_Record excerpts:_
•••••

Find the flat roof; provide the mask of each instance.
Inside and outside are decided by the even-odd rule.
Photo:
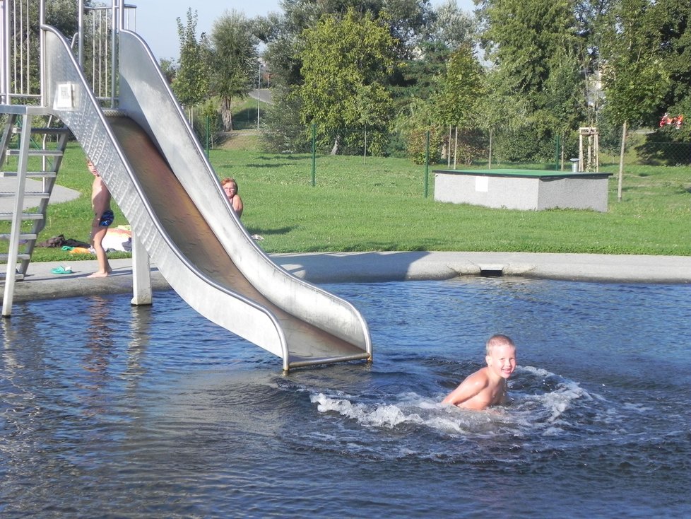
[[[434,170],[434,173],[447,175],[473,175],[482,177],[518,177],[524,178],[606,178],[612,173],[572,171],[550,171],[549,170],[519,170],[519,169],[491,169],[491,170]]]

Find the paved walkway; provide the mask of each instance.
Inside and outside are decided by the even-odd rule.
[[[523,252],[332,252],[271,257],[294,275],[313,283],[450,279],[483,274],[572,281],[691,284],[691,257],[532,254]],[[73,274],[54,274],[59,265]],[[112,260],[113,274],[88,279],[95,261],[33,262],[15,285],[14,301],[127,293],[132,291],[131,260]],[[170,288],[152,269],[155,290]],[[0,283],[0,288],[4,284]],[[2,293],[0,293],[0,296]]]

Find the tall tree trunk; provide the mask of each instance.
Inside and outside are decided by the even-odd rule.
[[[459,127],[454,127],[454,169],[456,169],[456,159],[459,156]]]
[[[333,147],[331,148],[331,155],[336,155],[338,153],[338,146],[341,144],[341,136],[336,135],[333,139]]]
[[[622,177],[624,176],[624,149],[626,147],[626,121],[622,129],[622,150],[619,155],[619,183],[617,186],[617,200],[622,201]]]
[[[451,124],[449,125],[449,153],[447,153],[447,168],[451,168]]]
[[[232,114],[230,112],[230,98],[223,98],[220,104],[220,119],[223,122],[223,131],[232,132]]]

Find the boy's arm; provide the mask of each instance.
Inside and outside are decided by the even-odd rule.
[[[461,382],[459,387],[447,395],[442,400],[442,404],[453,404],[459,405],[473,398],[487,387],[488,380],[483,373],[477,371],[468,376]]]

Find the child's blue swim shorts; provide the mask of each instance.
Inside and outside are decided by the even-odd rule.
[[[113,211],[105,211],[103,214],[101,215],[101,219],[98,221],[98,225],[102,226],[103,227],[108,227],[111,223],[113,223],[113,220],[115,219],[115,215],[113,214]]]

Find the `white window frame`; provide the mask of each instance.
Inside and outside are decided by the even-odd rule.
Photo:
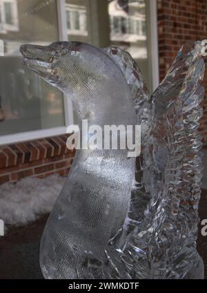
[[[81,29],[81,12],[80,12],[78,8],[81,8],[83,12],[84,12],[84,13],[86,14],[86,10],[84,9],[85,6],[78,6],[78,5],[75,5],[75,4],[66,4],[66,8],[65,8],[65,11],[68,11],[69,12],[77,12],[79,13],[79,26],[80,26],[80,29],[77,30],[75,29],[75,28],[73,28],[73,25],[74,25],[74,21],[72,21],[72,19],[70,19],[71,23],[70,23],[70,28],[68,28],[67,27],[67,32],[68,35],[81,35],[81,36],[88,36],[88,30],[87,28],[86,30],[82,30]],[[74,15],[71,15],[70,14],[70,17],[72,17],[72,18],[74,17]]]
[[[150,64],[149,70],[152,77],[152,90],[154,91],[159,84],[157,1],[146,0],[146,12],[149,20],[147,23],[149,36],[148,51]]]
[[[0,0],[2,1],[2,0]],[[7,0],[6,0],[7,1]],[[10,0],[9,0],[10,1]],[[13,1],[13,0],[12,0]],[[16,1],[16,0],[14,0]],[[59,41],[68,41],[67,23],[65,12],[65,0],[56,0],[57,17],[59,24]],[[31,131],[25,131],[6,135],[0,135],[0,145],[9,144],[15,142],[24,142],[50,136],[66,134],[68,125],[73,124],[72,104],[70,100],[63,95],[65,126],[53,127],[48,129],[39,129]]]
[[[12,17],[14,19],[14,23],[7,23],[6,22],[6,14],[4,9],[4,3],[10,3],[12,8]],[[0,12],[1,19],[0,23],[0,32],[6,33],[8,31],[17,32],[19,30],[19,19],[18,19],[18,9],[17,0],[0,0]]]
[[[0,0],[0,1],[2,0]],[[65,0],[56,0],[57,8],[57,17],[59,24],[59,36],[60,41],[68,41],[66,14],[65,10]],[[146,0],[148,13],[149,13],[150,25],[150,70],[152,70],[152,89],[155,90],[159,85],[159,65],[158,65],[158,41],[157,41],[157,1]],[[55,127],[48,129],[41,129],[32,131],[0,135],[0,145],[14,142],[23,142],[40,139],[50,136],[55,136],[66,133],[67,126],[74,124],[73,109],[71,100],[63,95],[64,113],[66,126]]]

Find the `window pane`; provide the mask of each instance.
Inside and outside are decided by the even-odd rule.
[[[12,10],[12,3],[10,2],[6,2],[3,4],[4,4],[6,23],[8,24],[13,24]]]
[[[0,122],[0,135],[65,125],[61,93],[19,62],[22,44],[47,45],[58,41],[55,2],[12,0],[1,6],[6,23],[0,30],[5,48],[4,57],[0,57],[0,100],[5,118]]]
[[[146,0],[66,0],[66,10],[78,11],[79,14],[79,29],[77,29],[77,17],[72,19],[70,17],[68,40],[83,41],[97,47],[113,45],[128,51],[137,61],[149,90],[152,91],[148,50],[153,48],[149,48],[146,29],[149,16]],[[86,15],[82,21],[83,26],[81,13]]]
[[[110,44],[123,48],[132,55],[151,90],[146,1],[108,0],[108,13],[110,19],[121,19],[121,34],[117,33],[117,26],[115,21],[110,23]]]

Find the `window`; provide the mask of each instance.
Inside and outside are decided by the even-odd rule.
[[[20,65],[22,44],[68,39],[100,48],[117,46],[137,60],[149,88],[155,88],[156,23],[150,23],[156,1],[149,2],[0,0],[0,144],[63,133],[73,122],[69,100]]]
[[[0,33],[18,30],[17,0],[0,0]]]
[[[150,35],[146,30],[146,23],[150,21],[149,9],[146,0],[108,0],[110,44],[132,55],[141,68],[148,88],[152,90]]]
[[[47,45],[59,40],[55,0],[1,0],[0,8],[4,29],[0,31],[4,44],[4,57],[0,57],[0,106],[4,117],[0,142],[2,135],[65,128],[62,93],[19,62],[22,44]]]
[[[66,12],[68,34],[87,36],[86,10],[85,6],[67,3]]]
[[[12,17],[12,4],[11,2],[5,2],[4,3],[5,11],[5,22],[7,24],[14,24],[14,19]]]

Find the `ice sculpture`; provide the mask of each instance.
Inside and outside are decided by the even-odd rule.
[[[119,48],[21,47],[23,63],[72,100],[80,121],[141,125],[136,162],[127,150],[77,151],[42,236],[45,278],[204,277],[196,249],[201,48],[184,45],[150,96],[137,65]]]

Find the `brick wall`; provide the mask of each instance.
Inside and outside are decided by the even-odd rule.
[[[154,0],[153,0],[154,1]],[[159,74],[161,80],[184,43],[207,39],[206,0],[157,0]],[[200,131],[207,144],[207,66],[206,97]]]
[[[0,147],[0,184],[24,177],[66,176],[74,151],[66,147],[66,135]]]

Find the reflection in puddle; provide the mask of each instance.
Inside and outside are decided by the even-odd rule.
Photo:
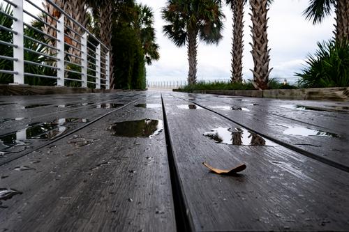
[[[66,118],[54,120],[52,122],[31,123],[23,130],[0,137],[0,150],[8,149],[13,146],[28,145],[24,140],[51,139],[63,132],[68,123],[87,123],[87,119]]]
[[[217,109],[221,110],[242,110],[244,111],[249,111],[250,110],[244,107],[235,107],[227,105],[220,105],[220,106],[210,106],[209,107],[212,109]]]
[[[288,129],[283,131],[283,134],[293,134],[293,135],[302,135],[302,136],[322,136],[339,138],[339,135],[330,133],[325,131],[313,130],[307,127],[288,127]]]
[[[149,103],[140,103],[136,105],[135,107],[141,108],[161,108],[162,107],[161,104],[149,104]]]
[[[0,119],[0,124],[8,122],[8,121],[20,121],[20,120],[23,120],[24,118],[8,118]]]
[[[89,105],[92,105],[94,103],[69,103],[69,104],[64,104],[64,105],[59,105],[56,106],[56,107],[59,108],[76,108],[79,107],[85,107]]]
[[[12,102],[12,103],[0,103],[0,106],[2,106],[2,105],[14,105],[14,104],[17,104],[17,102]]]
[[[50,104],[36,104],[36,105],[29,105],[22,107],[22,109],[31,109],[36,107],[47,107],[51,105]]]
[[[6,201],[10,199],[13,196],[22,194],[22,192],[13,189],[0,188],[0,201]],[[1,201],[0,201],[0,206]]]
[[[124,104],[118,104],[118,103],[103,103],[97,105],[94,108],[96,109],[119,108],[124,105]]]
[[[299,110],[313,110],[317,111],[326,111],[326,112],[348,112],[348,109],[349,107],[337,107],[337,106],[327,106],[328,107],[334,108],[334,109],[326,109],[324,107],[311,107],[311,106],[305,106],[301,105],[281,105],[281,107],[292,109],[299,109]]]
[[[163,129],[161,120],[148,118],[115,123],[108,128],[117,137],[149,138],[159,134]]]
[[[276,144],[244,128],[218,127],[204,135],[218,144],[237,146],[276,146]]]
[[[194,104],[179,105],[177,105],[177,107],[179,109],[202,109],[202,107],[197,106],[196,105],[194,105]]]

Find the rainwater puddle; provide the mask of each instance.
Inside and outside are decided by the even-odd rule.
[[[27,105],[24,107],[22,107],[22,109],[31,109],[31,108],[36,108],[36,107],[47,107],[51,105],[50,104],[36,104],[36,105]]]
[[[161,108],[162,105],[161,104],[149,104],[149,103],[140,103],[135,105],[136,107],[141,107],[141,108],[150,108],[150,109],[154,109],[154,108]]]
[[[237,146],[277,146],[276,144],[244,128],[218,127],[203,134],[217,144]]]
[[[196,105],[194,105],[194,104],[179,105],[177,105],[177,107],[179,109],[202,109],[202,107],[197,106]]]
[[[3,119],[0,119],[0,124],[11,121],[21,121],[27,118],[3,118]]]
[[[211,109],[217,109],[221,110],[241,110],[244,111],[249,111],[250,110],[247,108],[244,107],[235,107],[230,106],[210,106],[209,107]]]
[[[22,194],[22,192],[13,189],[0,188],[0,201],[10,199],[13,196]],[[1,202],[0,201],[0,205]]]
[[[30,167],[29,166],[20,166],[20,167],[16,167],[15,168],[13,169],[13,170],[15,171],[28,171],[28,170],[35,170],[34,168]]]
[[[76,108],[80,107],[85,107],[89,105],[92,105],[94,103],[70,103],[57,105],[56,107],[59,108]]]
[[[10,102],[10,103],[0,103],[0,107],[3,105],[14,105],[17,104],[17,102]]]
[[[112,109],[112,108],[119,108],[124,106],[124,104],[118,103],[103,103],[97,105],[94,108],[96,109]]]
[[[310,129],[302,127],[288,127],[288,129],[283,131],[283,134],[301,135],[301,136],[321,136],[334,138],[339,138],[339,135],[325,131]]]
[[[348,112],[345,107],[339,107],[336,106],[329,106],[329,107],[334,109],[326,109],[324,107],[309,107],[301,105],[281,105],[281,107],[292,109],[299,109],[299,110],[313,110],[317,111],[327,111],[327,112]],[[348,108],[348,107],[347,107]]]
[[[112,135],[122,137],[148,137],[159,134],[163,129],[161,120],[142,119],[112,124],[108,130]]]
[[[87,123],[87,119],[77,118],[66,118],[54,120],[52,122],[31,123],[23,130],[0,137],[0,150],[13,146],[25,146],[24,140],[42,140],[53,139],[63,132],[67,127],[64,126],[68,123]]]

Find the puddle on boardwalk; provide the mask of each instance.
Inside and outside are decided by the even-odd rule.
[[[22,109],[31,109],[36,107],[47,107],[51,105],[50,104],[36,104],[36,105],[29,105],[22,107]]]
[[[327,106],[325,107],[311,107],[311,106],[305,106],[301,105],[281,105],[281,107],[292,109],[299,109],[299,110],[312,110],[316,111],[327,111],[327,112],[348,112],[348,109],[349,107],[337,107],[337,106]],[[326,108],[329,107],[329,108]]]
[[[103,103],[95,106],[94,108],[96,109],[112,109],[112,108],[119,108],[124,106],[124,104],[119,103]]]
[[[3,118],[3,119],[0,119],[0,124],[11,121],[21,121],[27,118]]]
[[[22,194],[22,192],[16,190],[0,188],[0,207],[2,203],[1,201],[6,201],[10,199],[15,195]]]
[[[117,137],[148,138],[159,134],[163,129],[161,120],[149,118],[115,123],[108,128]]]
[[[202,109],[202,107],[197,106],[196,105],[194,105],[194,104],[179,105],[177,105],[177,107],[179,109]]]
[[[334,138],[339,138],[339,135],[322,130],[313,130],[303,127],[288,127],[288,129],[283,131],[283,134],[302,136],[321,136]]]
[[[25,140],[42,140],[53,139],[63,132],[69,123],[87,123],[87,119],[78,118],[66,118],[54,120],[52,122],[35,123],[29,124],[26,128],[15,132],[0,137],[0,150],[8,149],[13,146],[28,145]]]
[[[64,105],[57,105],[56,107],[59,108],[76,108],[76,107],[86,107],[87,105],[92,105],[94,103],[69,103],[69,104],[64,104]]]
[[[0,107],[3,105],[15,105],[15,104],[17,104],[17,102],[0,103]]]
[[[244,128],[218,127],[203,134],[217,144],[237,146],[272,146],[277,144]]]
[[[140,103],[135,105],[136,107],[141,108],[161,108],[162,107],[161,104],[149,104],[149,103]]]
[[[244,111],[249,111],[250,110],[245,107],[235,107],[228,105],[209,106],[209,108],[221,110],[241,110]]]

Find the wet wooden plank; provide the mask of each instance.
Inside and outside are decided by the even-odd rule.
[[[160,95],[150,100],[160,102]],[[130,106],[0,167],[0,176],[7,176],[0,187],[23,192],[2,201],[7,208],[0,209],[1,229],[175,231],[163,132],[128,138],[106,130],[146,118],[162,120],[161,108]],[[24,165],[35,169],[15,170]]]
[[[181,97],[179,95],[177,96]],[[222,99],[223,100],[219,101],[217,100],[217,98],[211,100],[208,96],[197,95],[195,102],[261,134],[290,144],[295,149],[302,149],[305,153],[309,153],[309,155],[318,157],[324,162],[330,162],[334,166],[349,169],[349,156],[348,155],[349,147],[346,146],[349,144],[349,132],[346,130],[348,122],[349,122],[348,114],[318,112],[318,115],[312,115],[312,118],[315,119],[312,121],[312,123],[309,123],[303,121],[306,121],[304,120],[304,118],[311,118],[309,112],[304,112],[304,116],[298,120],[292,118],[295,112],[298,113],[297,109],[287,109],[283,112],[286,116],[278,116],[278,114],[280,114],[277,113],[278,110],[280,110],[278,109],[278,107],[280,109],[280,102],[278,101],[274,102],[274,100],[269,100],[269,102],[266,102],[266,100],[263,100],[260,105],[260,102],[256,101],[256,99],[251,99],[253,104],[258,105],[247,107],[246,105],[239,105],[236,102],[247,102],[250,100],[249,99],[244,100],[241,99],[241,101],[234,101],[233,99],[232,101],[234,101],[234,103],[231,104],[227,103],[228,98],[222,98]],[[306,104],[304,102],[298,102]],[[269,104],[267,107],[266,107],[266,104]],[[279,106],[276,106],[278,105]],[[230,109],[232,106],[235,108],[242,107],[243,110],[232,110]],[[317,118],[325,118],[329,115],[338,118],[331,118],[332,119],[327,121],[326,124],[317,122]],[[291,134],[285,134],[288,132]],[[301,135],[301,134],[315,134],[318,132],[321,134],[324,134],[323,132],[335,134],[333,134],[335,137]],[[338,137],[336,137],[336,136]]]
[[[205,109],[164,95],[173,155],[195,231],[346,231],[349,173],[281,146],[216,144],[203,136],[238,127]],[[187,107],[186,109],[188,109]],[[202,162],[237,176],[211,173]]]

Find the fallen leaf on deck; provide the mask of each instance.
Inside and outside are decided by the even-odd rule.
[[[246,169],[246,164],[244,164],[237,166],[235,168],[230,169],[230,170],[223,170],[223,169],[215,169],[205,162],[202,163],[202,164],[204,164],[205,167],[206,167],[207,169],[209,169],[211,171],[214,172],[215,173],[221,174],[221,175],[236,174],[237,173],[240,172],[242,171],[244,171]]]

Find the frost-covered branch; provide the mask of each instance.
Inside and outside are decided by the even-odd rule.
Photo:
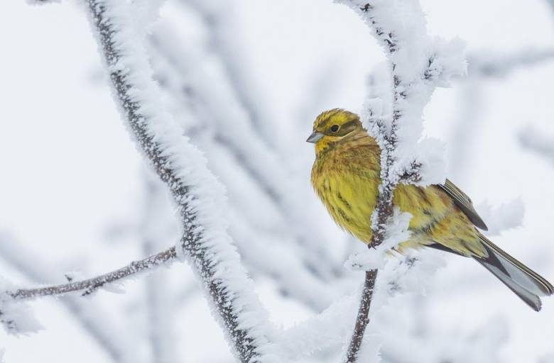
[[[227,233],[220,211],[223,188],[161,107],[144,50],[145,34],[134,23],[129,4],[87,3],[115,99],[137,146],[178,206],[183,235],[175,250],[202,279],[237,358],[266,360],[271,328]]]
[[[145,171],[143,174],[143,202],[136,235],[142,240],[143,252],[151,255],[162,248],[162,240],[168,240],[173,233],[168,228],[163,213],[167,207],[163,185],[151,172]],[[161,236],[163,238],[161,239]],[[169,289],[170,282],[163,272],[160,271],[158,274],[146,277],[144,298],[152,361],[170,363],[179,359],[174,334],[175,322],[173,318],[172,309],[167,308],[166,306],[174,296]]]
[[[16,300],[28,300],[40,296],[60,296],[73,292],[80,292],[82,296],[89,295],[102,287],[105,287],[110,284],[151,269],[176,259],[177,252],[175,247],[172,247],[144,259],[134,261],[124,267],[91,279],[76,281],[72,281],[67,284],[36,289],[18,289],[10,291],[9,295]]]
[[[180,113],[192,113],[188,118],[178,120],[185,124],[186,130],[195,133],[203,149],[224,151],[224,157],[237,165],[237,172],[244,173],[248,182],[252,182],[254,190],[248,196],[261,193],[264,194],[261,197],[267,199],[268,203],[264,206],[269,210],[264,213],[278,213],[277,220],[273,220],[268,228],[251,221],[249,223],[251,217],[240,205],[237,206],[244,196],[239,194],[232,199],[237,189],[244,189],[244,184],[236,181],[234,173],[228,172],[227,165],[218,172],[218,167],[224,162],[214,158],[218,162],[214,162],[212,168],[221,176],[234,201],[230,214],[235,211],[238,214],[237,220],[231,223],[229,232],[235,240],[241,241],[239,248],[244,262],[254,267],[253,271],[260,271],[274,279],[278,289],[288,296],[298,298],[317,311],[321,311],[332,300],[325,298],[330,294],[324,291],[329,290],[329,283],[336,279],[339,274],[337,272],[342,269],[338,259],[334,258],[322,242],[326,236],[315,225],[310,213],[305,213],[303,199],[295,194],[297,188],[293,183],[293,175],[286,169],[285,160],[268,147],[253,131],[248,115],[236,100],[232,83],[224,74],[220,75],[222,79],[214,79],[213,72],[206,72],[204,64],[210,58],[204,54],[202,47],[196,46],[194,51],[174,47],[174,44],[183,44],[187,40],[177,36],[175,29],[167,26],[156,26],[149,40],[154,70],[162,89],[167,92],[169,99],[173,100],[175,108],[181,111]],[[207,86],[214,82],[218,84],[217,90]],[[179,116],[176,114],[176,117]],[[253,229],[256,233],[252,233]],[[275,235],[272,230],[278,233]],[[267,237],[244,238],[245,235],[254,237],[256,234]],[[271,244],[268,238],[279,241]],[[290,242],[284,244],[283,239]],[[271,252],[273,250],[278,251]],[[269,263],[260,263],[263,256],[270,256],[273,252],[282,255],[280,259],[288,263],[276,263],[274,259]],[[306,275],[312,281],[311,289],[307,290],[305,284],[297,284],[298,279],[290,277],[295,275]],[[320,297],[315,298],[316,296]]]
[[[23,247],[21,241],[9,233],[0,233],[0,256],[2,259],[34,283],[54,281],[59,276],[40,260],[40,256]],[[122,335],[119,329],[107,329],[99,316],[104,315],[92,301],[83,301],[75,296],[65,296],[60,301],[75,316],[84,330],[96,341],[114,362],[136,362],[129,346],[129,335]]]
[[[371,248],[386,240],[393,216],[393,194],[399,182],[443,182],[443,172],[435,164],[440,159],[436,152],[417,155],[423,110],[436,86],[446,85],[451,76],[465,73],[465,62],[460,42],[446,43],[429,37],[417,1],[340,2],[359,13],[371,28],[374,37],[385,50],[391,74],[391,99],[369,100],[362,121],[381,147],[381,184],[372,218]],[[426,140],[427,148],[436,149],[430,143]],[[376,276],[376,269],[366,272],[358,316],[347,352],[347,362],[357,359],[369,320]]]

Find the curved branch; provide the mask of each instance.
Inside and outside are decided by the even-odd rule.
[[[451,76],[463,74],[466,67],[459,43],[431,40],[417,0],[342,2],[357,11],[372,29],[374,38],[385,50],[391,74],[391,91],[386,94],[391,99],[381,100],[381,104],[391,106],[386,108],[390,114],[384,115],[369,105],[363,121],[381,148],[381,184],[371,218],[373,236],[368,246],[374,248],[385,241],[388,223],[393,216],[393,196],[398,183],[437,182],[433,179],[436,175],[422,173],[422,168],[429,165],[413,156],[423,131],[423,110],[435,88],[447,84]],[[422,176],[428,179],[423,180]],[[366,272],[358,316],[345,359],[348,363],[357,359],[369,321],[376,277],[376,269]]]
[[[172,247],[144,259],[134,261],[120,269],[92,279],[36,289],[19,289],[11,292],[10,295],[16,300],[28,300],[40,296],[60,296],[82,291],[81,295],[84,296],[92,294],[108,284],[151,269],[176,258],[175,247]]]
[[[116,101],[137,146],[177,205],[183,235],[175,250],[189,259],[201,279],[237,358],[263,361],[269,354],[272,328],[227,233],[220,211],[223,187],[161,106],[144,51],[146,34],[137,34],[130,5],[119,0],[87,4]]]

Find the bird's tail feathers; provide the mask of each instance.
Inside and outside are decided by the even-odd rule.
[[[488,256],[474,257],[476,261],[490,271],[516,295],[536,311],[541,310],[540,296],[554,294],[554,286],[541,275],[514,259],[489,240],[479,235]]]

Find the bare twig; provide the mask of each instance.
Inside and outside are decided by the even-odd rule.
[[[36,289],[20,289],[11,292],[11,295],[13,298],[18,300],[27,300],[40,296],[60,296],[77,291],[81,292],[82,296],[86,296],[108,284],[151,269],[169,261],[175,260],[176,258],[175,247],[172,247],[144,259],[134,261],[124,267],[92,279]]]
[[[55,269],[45,264],[40,256],[26,250],[21,241],[9,233],[0,233],[0,255],[2,259],[35,283],[53,280],[58,277]],[[126,349],[129,344],[132,344],[129,335],[119,334],[117,328],[106,329],[102,325],[103,321],[95,318],[102,315],[103,311],[93,304],[92,301],[66,296],[60,301],[113,362],[136,362],[134,352]]]
[[[524,48],[511,52],[484,51],[468,57],[468,74],[472,77],[501,77],[523,67],[554,60],[554,49]]]

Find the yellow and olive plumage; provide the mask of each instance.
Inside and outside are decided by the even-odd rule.
[[[377,203],[381,150],[354,113],[335,108],[316,118],[308,140],[315,145],[312,185],[335,221],[365,243],[371,240],[371,216]],[[528,306],[552,295],[545,279],[494,245],[471,200],[449,180],[420,187],[400,184],[393,203],[413,218],[408,240],[398,250],[430,247],[472,257]]]

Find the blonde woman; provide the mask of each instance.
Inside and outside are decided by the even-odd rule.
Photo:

•••••

_Work to complete:_
How many lines of the listing above include the string "window", with case taken into account? Reply with the number alone.

_Answer for the task:_
3